• [Requirement] Exact reproduction is required for all entries.

Stored items
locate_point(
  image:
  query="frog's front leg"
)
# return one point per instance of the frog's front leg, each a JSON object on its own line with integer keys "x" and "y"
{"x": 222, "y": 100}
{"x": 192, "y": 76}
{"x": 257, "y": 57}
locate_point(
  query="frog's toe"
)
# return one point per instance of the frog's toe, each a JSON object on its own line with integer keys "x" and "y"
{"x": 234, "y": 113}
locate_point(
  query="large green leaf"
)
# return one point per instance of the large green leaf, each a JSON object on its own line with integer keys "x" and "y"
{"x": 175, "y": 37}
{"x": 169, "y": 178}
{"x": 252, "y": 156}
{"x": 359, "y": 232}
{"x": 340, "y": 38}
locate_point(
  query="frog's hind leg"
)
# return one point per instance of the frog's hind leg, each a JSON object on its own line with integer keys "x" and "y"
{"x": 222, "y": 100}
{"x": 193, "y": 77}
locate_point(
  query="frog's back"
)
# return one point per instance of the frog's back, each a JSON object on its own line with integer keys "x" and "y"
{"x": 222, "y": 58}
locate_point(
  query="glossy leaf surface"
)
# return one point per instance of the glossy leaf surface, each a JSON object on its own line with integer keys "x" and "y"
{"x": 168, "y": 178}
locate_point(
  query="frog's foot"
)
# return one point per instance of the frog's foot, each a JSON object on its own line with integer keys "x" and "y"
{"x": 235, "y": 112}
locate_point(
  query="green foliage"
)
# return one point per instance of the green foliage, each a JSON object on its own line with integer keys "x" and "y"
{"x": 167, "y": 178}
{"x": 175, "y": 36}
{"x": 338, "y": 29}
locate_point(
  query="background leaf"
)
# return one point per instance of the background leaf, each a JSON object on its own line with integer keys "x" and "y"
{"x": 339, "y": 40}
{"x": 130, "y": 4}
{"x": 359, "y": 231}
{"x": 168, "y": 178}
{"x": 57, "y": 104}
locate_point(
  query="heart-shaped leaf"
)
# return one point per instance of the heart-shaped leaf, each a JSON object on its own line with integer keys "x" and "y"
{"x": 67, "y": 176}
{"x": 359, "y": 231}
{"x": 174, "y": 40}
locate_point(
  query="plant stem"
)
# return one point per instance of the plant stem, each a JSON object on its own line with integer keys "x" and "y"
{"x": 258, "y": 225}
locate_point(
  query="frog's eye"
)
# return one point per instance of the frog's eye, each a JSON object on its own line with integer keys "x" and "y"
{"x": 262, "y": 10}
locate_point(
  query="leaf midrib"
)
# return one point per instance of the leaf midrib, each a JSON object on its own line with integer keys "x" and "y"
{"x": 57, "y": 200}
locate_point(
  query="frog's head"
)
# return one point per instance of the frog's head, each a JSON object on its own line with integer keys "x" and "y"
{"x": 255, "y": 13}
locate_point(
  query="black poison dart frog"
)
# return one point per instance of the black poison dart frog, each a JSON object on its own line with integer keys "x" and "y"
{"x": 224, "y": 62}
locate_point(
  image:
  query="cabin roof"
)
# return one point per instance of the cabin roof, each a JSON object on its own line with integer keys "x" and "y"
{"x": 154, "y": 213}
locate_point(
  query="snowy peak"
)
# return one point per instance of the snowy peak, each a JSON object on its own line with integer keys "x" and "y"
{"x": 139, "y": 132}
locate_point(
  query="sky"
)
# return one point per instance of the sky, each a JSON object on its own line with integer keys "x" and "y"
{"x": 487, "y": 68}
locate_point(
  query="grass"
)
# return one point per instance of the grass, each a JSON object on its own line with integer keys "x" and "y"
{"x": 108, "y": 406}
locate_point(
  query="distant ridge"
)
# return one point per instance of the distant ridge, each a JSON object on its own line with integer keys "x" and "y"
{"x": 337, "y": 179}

• [Reply]
locate_point(
  image:
  query="frog's front leg"
)
# return one point per instance of the frog's front leg, each a JSON object on its own line with integer keys "x" and "y"
{"x": 222, "y": 100}
{"x": 192, "y": 76}
{"x": 257, "y": 57}
locate_point(
  query="frog's toe"
)
# return one point per instance of the frog's toe, each a JSON object on its own line with integer keys "x" and "y"
{"x": 234, "y": 113}
locate_point(
  query="large green leaf"
)
# return one point per instance of the large green leaf, each a JSON object on its own line with integer keys "x" and "y"
{"x": 175, "y": 37}
{"x": 169, "y": 178}
{"x": 252, "y": 156}
{"x": 359, "y": 232}
{"x": 340, "y": 38}
locate_point(
  query="frog's hind leg"
)
# return one point per instance of the frog's hind leg, each a JSON object on its own line with integer keys "x" and "y"
{"x": 222, "y": 100}
{"x": 193, "y": 77}
locate_point(
  query="frog's back"
)
# return one point per instance of the frog's back, each a JSON object on its own line with integer keys "x" and "y"
{"x": 222, "y": 58}
locate_point(
  query="glossy leaf surface"
)
# return one point per instance of the glossy leaf surface, each a JSON object on its own line with integer keys "x" and "y"
{"x": 168, "y": 178}
locate_point(
  query="frog's foot"
)
# return one point per instance of the frog's foot, each a JSON object on its own line with integer keys "x" and "y"
{"x": 235, "y": 112}
locate_point(
  query="green foliage"
)
# return one point per instance of the green foliage, each a JSON object on its own line with integer keys "x" and "y"
{"x": 167, "y": 178}
{"x": 175, "y": 36}
{"x": 338, "y": 29}
locate_point(
  query="background leaf"
)
# return one point per instance of the background leaf, each a JSON object on its own line with integer keys "x" and "y"
{"x": 339, "y": 40}
{"x": 130, "y": 4}
{"x": 359, "y": 231}
{"x": 168, "y": 178}
{"x": 57, "y": 104}
locate_point(
  query="heart-shaped leaf"
)
# return one point per instance of the heart-shaped leaf, each a JSON object on its own line with integer keys "x" and "y"
{"x": 67, "y": 176}
{"x": 359, "y": 231}
{"x": 174, "y": 40}
locate_point(
  query="plant stem"
)
# return one point per instance of the plant stem, each a JSON object on its own line with integer keys "x" and "y"
{"x": 258, "y": 225}
locate_point(
  query="frog's eye"
)
# return one point per instance of the frog's eye, each a JSON object on its own line with integer keys "x" and "y"
{"x": 262, "y": 10}
locate_point(
  query="leaf midrib"
)
# return one point per instance of the leaf midrib, each a JSON object on its own line with integer keys "x" and "y"
{"x": 57, "y": 200}
locate_point(
  query="frog's head"
)
# return one point per instance of the frog's head, each a JSON object on its own line with integer keys "x" and "y"
{"x": 255, "y": 13}
locate_point(
  query="black poison dart frog"
)
# return one point per instance of the black poison dart frog, each a JSON object on its own line with integer keys "x" and "y"
{"x": 224, "y": 62}
locate_point(
  image:
  query="cabin roof"
)
# return one point per instance of the cabin roof, each a JSON object on its own line with integer keys "x" and "y"
{"x": 154, "y": 213}
locate_point(
  query="snowy peak"
)
# return one point per instance of the snowy peak, each a JSON object on its own line with integer keys "x" and "y"
{"x": 139, "y": 132}
locate_point(
  query="sky"
)
# return one point per instance of the sky, each a JSON object on its own line with integer keys "x" and "y"
{"x": 487, "y": 68}
locate_point(
  query="grass"
)
# return one point per instance of the grass, each a JSON object on its own line with integer keys "x" and "y"
{"x": 108, "y": 406}
locate_point(
  query="distant ridge"
)
# return one point per instance of the distant ridge, each a JSON object on its own line with integer keys "x" and "y"
{"x": 337, "y": 179}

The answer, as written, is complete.